(Referring expression pointing data)
- Opening Delimiter -
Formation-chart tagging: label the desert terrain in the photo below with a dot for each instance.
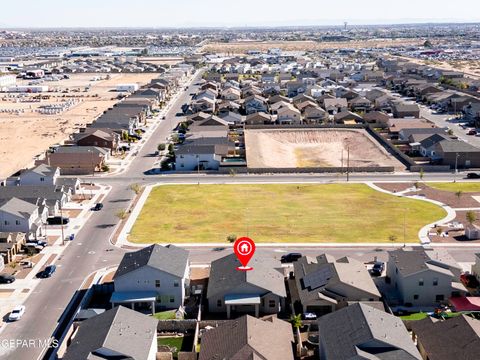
(28, 133)
(314, 148)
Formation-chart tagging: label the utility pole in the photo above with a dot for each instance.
(348, 163)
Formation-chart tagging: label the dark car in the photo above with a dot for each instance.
(98, 207)
(378, 268)
(58, 220)
(48, 272)
(290, 257)
(6, 279)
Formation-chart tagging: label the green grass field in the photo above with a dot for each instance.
(454, 187)
(279, 213)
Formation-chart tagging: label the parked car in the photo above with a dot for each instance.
(98, 207)
(290, 257)
(6, 279)
(47, 272)
(378, 268)
(473, 176)
(17, 313)
(309, 316)
(57, 220)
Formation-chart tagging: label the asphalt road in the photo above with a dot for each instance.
(88, 252)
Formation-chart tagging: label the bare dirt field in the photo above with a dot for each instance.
(242, 47)
(29, 133)
(314, 148)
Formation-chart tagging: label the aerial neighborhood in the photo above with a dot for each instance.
(135, 161)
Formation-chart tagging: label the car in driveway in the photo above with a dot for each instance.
(291, 257)
(98, 207)
(57, 220)
(6, 279)
(378, 268)
(16, 313)
(47, 272)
- Closing Delimiter -
> What is needed
The records above need to be printed in full and exactly, without any of the pictures.

> Problem solution
Formation-chart tagging: label the desert terrain in the photo below with a dot for each instance.
(28, 133)
(314, 148)
Formation-chart tagging: label the utility pole in the photo above with a dot for each instance.
(348, 163)
Formation-chart tagging: label the dark car in the photo above with a dot for each instance.
(98, 207)
(378, 268)
(58, 220)
(48, 272)
(290, 257)
(6, 279)
Formation-chart tagging: label the green grass field in the photo above with a dot for each instance.
(454, 187)
(279, 213)
Formation-chart tagging: label the parked car in the photo above with a dot for each instance.
(98, 207)
(290, 257)
(6, 279)
(47, 272)
(378, 268)
(473, 176)
(17, 313)
(309, 316)
(57, 220)
Formation-chart tagging: label the asphalt road in the photo above with a dot for each instance.
(88, 252)
Formation-chart tagging: label the bare dirt field in the photo above with a dot for each instance.
(242, 47)
(29, 133)
(314, 148)
Formation-chart tagging: label the aerial neighborhood in the photo above with a dot for each instance.
(135, 161)
Formation-chart tagging: label the car in driveway in the photo above with a dot for each instance.
(291, 257)
(98, 207)
(57, 220)
(6, 279)
(378, 268)
(16, 313)
(47, 272)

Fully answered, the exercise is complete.